* [Texto de leitura]:
::::::::::

Jéssica e Natália Araújo Duarte
Os dez filhos foram viver com a irmã de Telma. Na época, o pai não pegou a guarda das crianças por influência da tia, que disse ao juiz que ele não teria condições de cuidar dos filhos por ter problemas com álcool. Durante um ano os irmãos viveram com a tia, após este período foram entregues ao abrigo NAIM localizado em Perus, onde ficaram morando até a maior idade e aos poucos saíram para refazer a vida no bairro em que nasceram.
Em 2016, Jéssica e Nathália foram transferidas para a Casa Lar, abrigo em Pirituba, extremo Sul de São Paulo. Nathália, a mais nova, seguirá na Casa até completar 18 anos, após isso sonha em sair para morar com a irmã e fazer a faculdade que ganhou dos padrinhos do antigo abrigo. Já Jéssica, que fez 18 anos ano passado, vive hoje em uma República Jovem, na zona norte, planeja terminar o último ano do Ensino Médio, permanecer no emprego e alugar uma casa com o irmão mais velho para, enfim, conquistar a guarda dos irmãos e voltar a morar com eles.
Jéssica Natali Araújo Duarte, 18 anos
A parte mais difícil de sair da Casa Lar foi deixar os meus irmãos. Parecia que eu estava deixando a minha alma. Desde que a gente foi para o primeiro abrigo, eu cuidei muito deles, da Nathália, da Sabrina (12) e do Matheus (14). Eu sempre tentei fazer tudo por eles lá dentro, porque eu sou a mais velha, sabe? Era o meu papel, fui a mãe deles.

::::::::::

* [Trechos do material]:
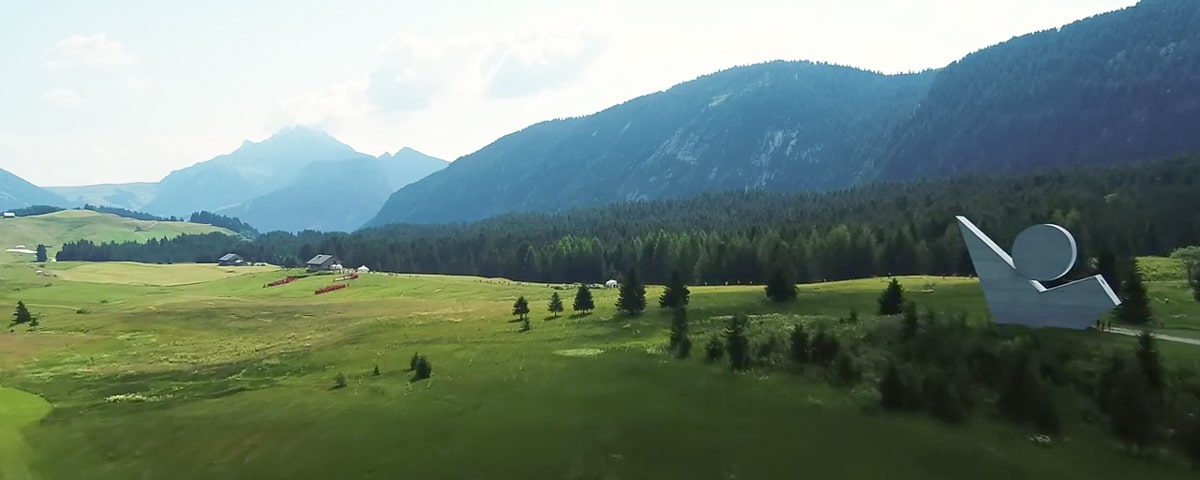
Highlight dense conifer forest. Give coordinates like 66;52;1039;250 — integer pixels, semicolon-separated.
59;155;1200;284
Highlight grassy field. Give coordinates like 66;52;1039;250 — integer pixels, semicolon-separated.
0;210;233;260
0;259;1200;480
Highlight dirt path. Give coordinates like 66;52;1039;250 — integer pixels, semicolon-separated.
0;386;50;480
1108;326;1200;346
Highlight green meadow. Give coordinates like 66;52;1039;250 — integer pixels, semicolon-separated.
0;254;1200;480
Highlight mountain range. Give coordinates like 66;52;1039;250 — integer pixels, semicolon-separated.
0;0;1200;232
15;126;448;232
368;0;1200;226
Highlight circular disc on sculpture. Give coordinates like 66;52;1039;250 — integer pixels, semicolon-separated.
1013;223;1078;282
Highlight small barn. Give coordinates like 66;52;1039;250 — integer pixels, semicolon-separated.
217;253;246;266
305;253;337;271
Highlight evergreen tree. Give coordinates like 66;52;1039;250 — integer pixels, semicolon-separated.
571;283;596;312
671;306;691;359
1109;368;1159;450
766;269;797;302
617;269;646;314
788;324;809;365
1116;259;1152;325
413;355;433;382
878;362;908;412
878;278;904;316
900;301;920;340
659;270;691;308
547;292;563;318
1135;331;1166;407
512;295;529;320
725;314;750;372
1094;250;1121;292
12;301;34;325
704;335;725;362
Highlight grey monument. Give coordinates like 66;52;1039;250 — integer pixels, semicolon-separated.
955;216;1121;330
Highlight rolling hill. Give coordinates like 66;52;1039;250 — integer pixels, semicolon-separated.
0;169;68;210
366;0;1200;227
0;210;233;259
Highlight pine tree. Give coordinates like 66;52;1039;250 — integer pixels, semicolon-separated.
659;270;691;308
878;278;904;316
571;283;596;312
704;335;725;362
878;362;908;412
764;269;797;302
788;324;810;365
671;306;691;359
900;301;920;340
1109;368;1159;450
617;269;646;314
725;314;750;372
1096;250;1121;292
547;292;563;318
12;301;34;325
512;296;529;320
1116;259;1152;325
1135;331;1166;406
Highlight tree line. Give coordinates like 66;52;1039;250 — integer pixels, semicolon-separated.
59;155;1200;284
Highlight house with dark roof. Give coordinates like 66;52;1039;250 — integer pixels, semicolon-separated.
217;253;246;266
305;254;337;271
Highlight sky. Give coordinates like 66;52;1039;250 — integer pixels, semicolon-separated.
0;0;1136;186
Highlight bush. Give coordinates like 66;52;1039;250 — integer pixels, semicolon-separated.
413;356;433;382
704;335;725;362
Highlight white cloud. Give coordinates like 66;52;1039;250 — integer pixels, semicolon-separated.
42;89;83;108
46;32;136;68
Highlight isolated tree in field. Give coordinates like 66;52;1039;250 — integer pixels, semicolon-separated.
766;269;797;302
880;364;908;412
1116;259;1152;325
900;301;920;340
512;296;529;320
659;270;691;308
878;278;904;316
413;355;433;382
1094;250;1121;292
788;324;810;365
725;314;750;372
546;292;563;318
1135;331;1166;406
671;306;691;359
1109;368;1159;451
571;283;596;312
617;269;646;314
12;301;36;325
704;335;725;362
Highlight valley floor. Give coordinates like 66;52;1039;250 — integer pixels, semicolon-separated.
0;264;1200;480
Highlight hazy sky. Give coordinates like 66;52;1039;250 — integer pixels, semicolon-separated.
0;0;1136;186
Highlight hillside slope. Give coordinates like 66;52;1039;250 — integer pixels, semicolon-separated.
0;210;233;259
367;0;1200;227
368;61;932;226
217;149;449;232
0;169;68;210
143;127;371;216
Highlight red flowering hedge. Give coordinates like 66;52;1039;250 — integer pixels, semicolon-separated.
312;283;349;295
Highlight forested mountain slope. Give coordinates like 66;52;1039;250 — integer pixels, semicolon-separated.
60;156;1200;283
368;0;1200;226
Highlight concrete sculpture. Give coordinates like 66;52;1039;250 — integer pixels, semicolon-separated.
956;216;1121;330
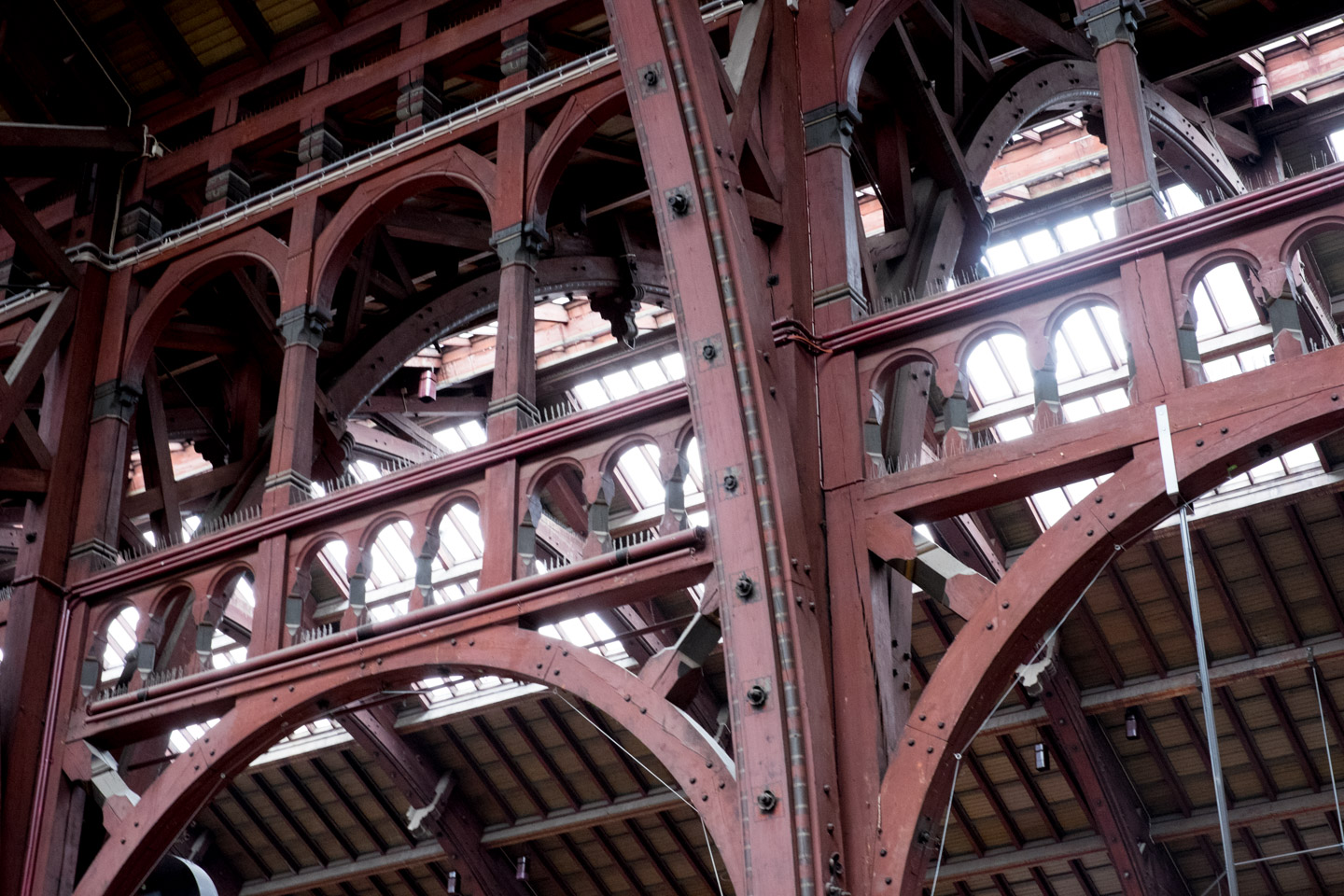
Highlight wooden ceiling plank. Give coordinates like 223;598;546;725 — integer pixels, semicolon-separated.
309;756;387;853
1285;504;1344;631
1131;707;1209;819
560;834;611;896
1106;566;1167;679
1237;828;1283;896
1261;679;1322;791
1069;859;1100;896
471;716;550;816
952;796;986;859
1194;529;1258;657
659;811;721;893
250;773;330;865
1076;599;1125;688
340;749;415;847
210;804;275;877
532;849;575;896
1237;517;1302;648
126;0;203;97
224;785;302;874
1218;686;1278;799
625;819;685;896
999;735;1064;841
1280;819;1331;896
593;828;650;896
1143;541;1195;643
580;701;650;795
963;749;1027;849
504;707;583;811
219;0;275;62
443;725;517;825
539;697;616;802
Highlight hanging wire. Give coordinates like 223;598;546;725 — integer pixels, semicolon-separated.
551;688;724;896
1307;658;1344;849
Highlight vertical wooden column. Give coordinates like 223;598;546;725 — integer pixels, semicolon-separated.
1075;0;1163;233
0;263;110;893
68;165;155;579
247;196;332;655
480;21;546;588
395;12;443;134
606;0;843;895
1075;0;1188;401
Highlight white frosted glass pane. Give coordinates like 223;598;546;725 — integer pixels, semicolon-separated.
1283;444;1322;473
1055;332;1084;383
966;342;1014;404
986;239;1027;274
1030;489;1070;525
989;333;1036;395
1063;309;1110;375
1191;284;1223;339
995;416;1030;442
1093;208;1115;239
630;361;668;388
1062;398;1100;423
661;352;685;380
574;380;611;409
1204;265;1259;332
1055;215;1100;253
1021;230;1059;265
602;371;639;398
1097;389;1129;413
1204;357;1242;383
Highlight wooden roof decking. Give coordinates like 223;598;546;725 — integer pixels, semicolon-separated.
913;490;1344;896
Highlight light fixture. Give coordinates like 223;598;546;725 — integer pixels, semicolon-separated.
1252;76;1274;109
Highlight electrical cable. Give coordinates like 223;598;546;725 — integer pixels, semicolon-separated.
551;688;724;896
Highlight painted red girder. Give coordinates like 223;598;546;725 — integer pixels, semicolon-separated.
874;348;1344;895
67;529;714;744
76;626;740;896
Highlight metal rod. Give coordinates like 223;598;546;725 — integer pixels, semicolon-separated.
1180;504;1240;896
1308;658;1344;850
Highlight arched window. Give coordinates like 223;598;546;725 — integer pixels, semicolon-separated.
1053;305;1129;422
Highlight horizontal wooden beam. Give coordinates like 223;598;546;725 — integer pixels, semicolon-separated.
980;636;1344;736
930;790;1335;884
0;121;146;152
238;790;684;896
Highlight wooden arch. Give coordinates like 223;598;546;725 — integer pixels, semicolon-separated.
74;626;745;896
871;349;1344;896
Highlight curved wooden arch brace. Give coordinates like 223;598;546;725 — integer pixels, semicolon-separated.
523;77;629;233
961;59;1246;195
76;626;743;896
121;227;287;383
834;0;914;107
309;145;508;314
327;255;666;418
870;349;1344;896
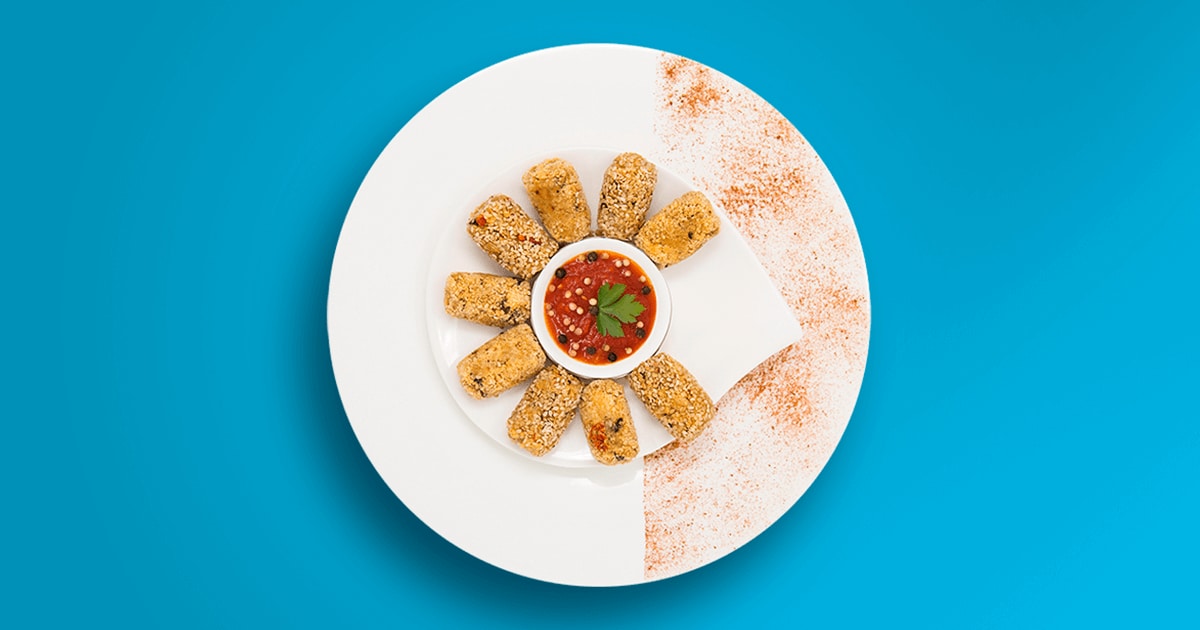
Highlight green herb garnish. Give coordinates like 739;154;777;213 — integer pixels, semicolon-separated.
596;283;646;337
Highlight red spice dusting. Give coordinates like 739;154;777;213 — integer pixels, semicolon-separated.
643;54;870;578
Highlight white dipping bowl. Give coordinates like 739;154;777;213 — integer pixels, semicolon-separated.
529;236;671;379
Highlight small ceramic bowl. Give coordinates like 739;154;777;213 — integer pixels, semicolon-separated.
529;238;671;379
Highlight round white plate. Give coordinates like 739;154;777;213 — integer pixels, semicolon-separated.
328;44;870;586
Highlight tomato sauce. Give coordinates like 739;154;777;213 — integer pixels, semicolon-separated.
542;250;658;365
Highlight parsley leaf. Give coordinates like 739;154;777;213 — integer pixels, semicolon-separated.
596;284;646;337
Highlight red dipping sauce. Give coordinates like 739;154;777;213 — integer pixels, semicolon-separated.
542;250;656;365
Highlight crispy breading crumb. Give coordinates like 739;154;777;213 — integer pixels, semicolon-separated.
580;379;637;466
458;324;546;398
509;365;583;457
596;152;658;241
445;271;532;328
634;191;721;266
467;194;558;280
521;157;592;242
629;353;716;443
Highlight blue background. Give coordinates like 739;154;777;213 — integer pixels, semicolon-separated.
0;1;1200;628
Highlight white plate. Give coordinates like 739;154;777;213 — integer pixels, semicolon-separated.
329;44;870;584
425;148;802;468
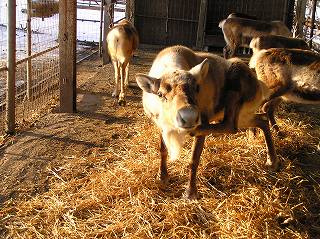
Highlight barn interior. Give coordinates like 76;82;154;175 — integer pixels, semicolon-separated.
0;0;320;238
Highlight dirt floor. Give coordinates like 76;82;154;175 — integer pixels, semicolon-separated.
0;47;320;239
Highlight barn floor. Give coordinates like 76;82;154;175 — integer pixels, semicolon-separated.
0;50;320;238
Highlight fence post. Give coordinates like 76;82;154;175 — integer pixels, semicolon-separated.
196;0;208;50
309;0;317;48
6;0;16;134
27;0;32;100
59;0;77;113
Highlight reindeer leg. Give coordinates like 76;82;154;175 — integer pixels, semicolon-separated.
250;114;280;170
223;45;230;59
160;135;169;185
185;136;205;200
112;61;120;97
124;62;130;88
262;97;282;137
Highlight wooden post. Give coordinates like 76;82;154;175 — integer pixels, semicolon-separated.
6;0;16;134
126;0;134;25
309;0;317;48
196;0;208;49
102;0;112;65
27;0;32;100
99;0;105;57
59;0;77;113
296;0;308;37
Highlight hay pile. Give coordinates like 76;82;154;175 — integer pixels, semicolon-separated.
0;103;320;239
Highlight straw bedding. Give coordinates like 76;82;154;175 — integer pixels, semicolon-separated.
0;48;320;238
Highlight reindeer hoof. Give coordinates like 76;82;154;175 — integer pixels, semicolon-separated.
265;160;281;172
183;189;199;200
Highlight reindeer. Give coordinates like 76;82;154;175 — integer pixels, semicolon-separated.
227;12;258;20
249;48;320;133
136;46;279;199
250;35;310;53
219;18;292;58
107;19;139;105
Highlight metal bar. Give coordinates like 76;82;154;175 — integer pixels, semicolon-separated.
27;0;32;99
6;0;16;134
309;0;317;48
77;50;99;64
0;45;59;71
135;14;198;23
99;0;104;57
77;18;100;22
16;45;59;65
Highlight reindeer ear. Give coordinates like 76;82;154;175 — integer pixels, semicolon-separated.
136;74;160;94
189;58;209;81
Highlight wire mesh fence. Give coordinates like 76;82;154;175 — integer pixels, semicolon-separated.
0;0;59;135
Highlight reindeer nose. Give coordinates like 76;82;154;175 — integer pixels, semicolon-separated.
177;106;199;128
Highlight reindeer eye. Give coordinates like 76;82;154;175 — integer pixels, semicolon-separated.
196;84;200;93
157;92;167;100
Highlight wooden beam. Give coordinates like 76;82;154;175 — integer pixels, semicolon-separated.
6;0;17;134
196;0;208;49
59;0;77;113
309;0;317;48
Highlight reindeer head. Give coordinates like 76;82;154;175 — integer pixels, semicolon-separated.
136;59;209;131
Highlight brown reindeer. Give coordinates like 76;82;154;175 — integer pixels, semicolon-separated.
107;19;139;105
219;18;292;58
136;46;279;199
227;12;258;20
249;48;320;133
250;35;310;53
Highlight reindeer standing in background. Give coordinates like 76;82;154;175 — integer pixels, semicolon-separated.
107;20;139;105
249;48;320;133
219;17;292;58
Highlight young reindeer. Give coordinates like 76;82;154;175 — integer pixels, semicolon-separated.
249;48;320;133
136;46;279;199
250;35;310;53
107;19;139;105
219;17;292;58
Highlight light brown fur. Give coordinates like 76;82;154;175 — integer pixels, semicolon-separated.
219;18;292;58
136;46;278;199
250;35;310;53
250;48;320;132
107;19;139;105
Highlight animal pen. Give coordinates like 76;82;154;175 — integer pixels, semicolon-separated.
0;0;125;135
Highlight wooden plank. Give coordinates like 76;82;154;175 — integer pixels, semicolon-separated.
196;0;208;49
59;0;77;113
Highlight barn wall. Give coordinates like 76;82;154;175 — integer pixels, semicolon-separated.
134;0;201;46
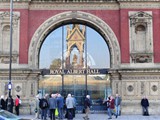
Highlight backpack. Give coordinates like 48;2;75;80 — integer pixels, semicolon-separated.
42;100;48;108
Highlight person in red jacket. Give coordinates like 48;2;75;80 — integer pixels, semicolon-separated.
15;95;20;115
108;96;117;119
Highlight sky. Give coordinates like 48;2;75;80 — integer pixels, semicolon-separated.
39;26;110;69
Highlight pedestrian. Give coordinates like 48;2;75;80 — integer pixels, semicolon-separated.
66;94;74;120
72;95;77;117
107;96;118;119
34;95;40;119
57;94;64;120
49;94;57;120
0;95;6;110
15;95;20;115
83;95;91;120
115;94;122;116
6;95;14;113
45;93;51;118
39;96;48;120
141;96;149;116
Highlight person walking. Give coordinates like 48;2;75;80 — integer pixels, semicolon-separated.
72;95;77;118
15;95;20;115
35;95;40;119
141;96;149;116
83;95;91;120
39;96;48;120
66;94;75;120
107;96;118;119
0;95;6;110
57;94;64;120
6;95;14;113
115;94;122;116
49;94;57;120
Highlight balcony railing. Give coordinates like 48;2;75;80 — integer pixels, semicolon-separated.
0;0;117;3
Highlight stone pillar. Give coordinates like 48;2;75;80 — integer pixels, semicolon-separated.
110;69;160;114
0;69;40;114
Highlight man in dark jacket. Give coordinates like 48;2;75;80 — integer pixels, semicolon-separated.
39;96;48;120
83;95;91;120
141;96;149;116
107;96;118;119
57;94;64;120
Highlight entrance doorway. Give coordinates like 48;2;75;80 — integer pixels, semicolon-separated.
39;24;111;110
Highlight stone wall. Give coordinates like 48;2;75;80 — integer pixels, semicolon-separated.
111;69;160;114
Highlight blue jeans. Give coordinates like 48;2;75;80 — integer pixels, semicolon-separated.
58;108;64;119
115;105;121;116
41;108;47;120
107;108;117;118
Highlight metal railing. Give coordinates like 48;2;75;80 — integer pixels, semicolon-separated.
0;0;117;3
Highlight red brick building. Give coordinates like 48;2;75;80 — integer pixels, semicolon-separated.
0;0;160;114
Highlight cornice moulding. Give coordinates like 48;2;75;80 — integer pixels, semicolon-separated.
120;2;160;9
117;0;160;2
30;3;119;10
0;2;29;9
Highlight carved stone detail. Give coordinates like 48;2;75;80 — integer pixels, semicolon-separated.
129;11;153;63
28;11;121;68
0;12;20;64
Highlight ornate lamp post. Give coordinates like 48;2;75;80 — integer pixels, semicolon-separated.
8;0;13;100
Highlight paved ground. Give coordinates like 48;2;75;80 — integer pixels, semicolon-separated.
20;114;160;120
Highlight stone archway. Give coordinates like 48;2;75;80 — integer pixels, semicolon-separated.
28;11;121;69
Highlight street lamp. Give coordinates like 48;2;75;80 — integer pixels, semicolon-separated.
8;0;13;97
7;0;13;112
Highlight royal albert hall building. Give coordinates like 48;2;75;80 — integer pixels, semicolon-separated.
0;0;160;114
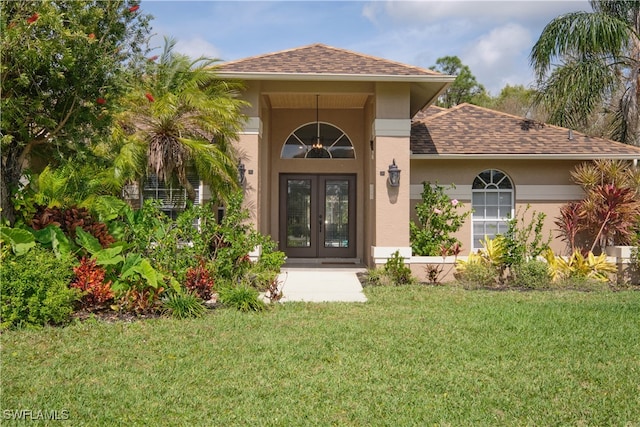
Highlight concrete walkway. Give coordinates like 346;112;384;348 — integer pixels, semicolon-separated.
278;266;367;302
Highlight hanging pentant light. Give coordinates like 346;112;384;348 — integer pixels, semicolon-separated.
312;95;322;150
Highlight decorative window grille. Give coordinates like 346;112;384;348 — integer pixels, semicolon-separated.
471;169;514;249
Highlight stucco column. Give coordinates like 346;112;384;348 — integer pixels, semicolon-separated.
371;119;411;264
237;117;262;230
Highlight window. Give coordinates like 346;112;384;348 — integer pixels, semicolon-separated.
142;172;200;219
471;169;513;249
280;123;356;159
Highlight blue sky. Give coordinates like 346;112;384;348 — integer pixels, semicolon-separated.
141;0;591;95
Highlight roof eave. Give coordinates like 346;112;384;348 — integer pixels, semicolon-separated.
213;69;456;83
411;153;640;160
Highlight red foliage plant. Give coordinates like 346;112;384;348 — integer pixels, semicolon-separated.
184;261;214;301
30;206;116;248
70;257;114;309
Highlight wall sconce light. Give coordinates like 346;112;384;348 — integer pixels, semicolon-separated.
238;161;247;185
389;159;401;187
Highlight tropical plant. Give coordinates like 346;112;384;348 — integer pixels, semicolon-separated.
69;257;114;310
503;205;552;266
384;251;416;286
555;160;640;253
0;0;150;224
510;258;551;289
29;206;115;248
530;0;640;145
119;39;245;202
162;291;207;319
429;56;486;108
454;235;508;287
0;226;36;260
409;182;471;256
220;284;266;311
0;246;80;328
544;249;617;282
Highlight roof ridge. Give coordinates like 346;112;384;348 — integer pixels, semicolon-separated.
218;42;446;76
220;43;322;65
452;102;608;140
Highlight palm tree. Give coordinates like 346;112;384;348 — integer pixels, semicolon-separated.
120;39;245;201
530;0;640;145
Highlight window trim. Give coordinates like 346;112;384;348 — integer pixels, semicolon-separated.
280;122;356;160
470;168;516;251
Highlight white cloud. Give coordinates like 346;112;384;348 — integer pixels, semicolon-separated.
376;0;591;23
175;36;220;59
460;24;533;95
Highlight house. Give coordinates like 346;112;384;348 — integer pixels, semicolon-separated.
206;44;640;266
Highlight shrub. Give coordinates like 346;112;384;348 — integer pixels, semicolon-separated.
184;260;214;301
362;268;394;286
220;284;266;311
544;250;617;283
409;182;471;256
454;254;497;289
384;251;416;285
511;259;551;289
70;257;114;310
0;246;80;328
30;206;115;248
503;205;551;266
162;291;207;319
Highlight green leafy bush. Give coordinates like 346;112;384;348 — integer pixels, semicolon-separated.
219;284;267;311
162;291;207;319
511;259;551;289
503;205;551;266
410;182;471;256
384;251;416;285
0;246;80;328
454;256;497;289
454;235;507;289
361;268;394;286
70;257;114;310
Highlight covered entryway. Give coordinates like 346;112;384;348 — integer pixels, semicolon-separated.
279;174;356;258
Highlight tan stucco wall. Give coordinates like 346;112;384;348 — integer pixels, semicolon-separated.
411;159;580;255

::::::::::

* [Tarefas]:
1/ Edite o texto de leitura de "Jéssica e Natália" até "em que nasceram.", inclusive, trocando "tia" por "avó".
2/ Por favor, responda com base no texto de leitura: para qual abrigo Jéssica e Nathália foram transferidas em 2016?

* [Respostas]:
1/
Jéssica e Natália Araújo Duarte
Os dez filhos foram viver com a irmã de Telma. Na época, o pai não pegou a guarda das crianças por influência da avó, que disse ao juiz que ele não teria condições de cuidar dos filhos por ter problemas com álcool. Durante um ano os irmãos viveram com a avó, após este período foram entregues ao abrigo NAIM localizado em Perus, onde ficaram morando até a maior idade e aos poucos saíram para refazer a vida no bairro em que nasceram.

2/ Para a Casa Lar, abrigo em Pirituba.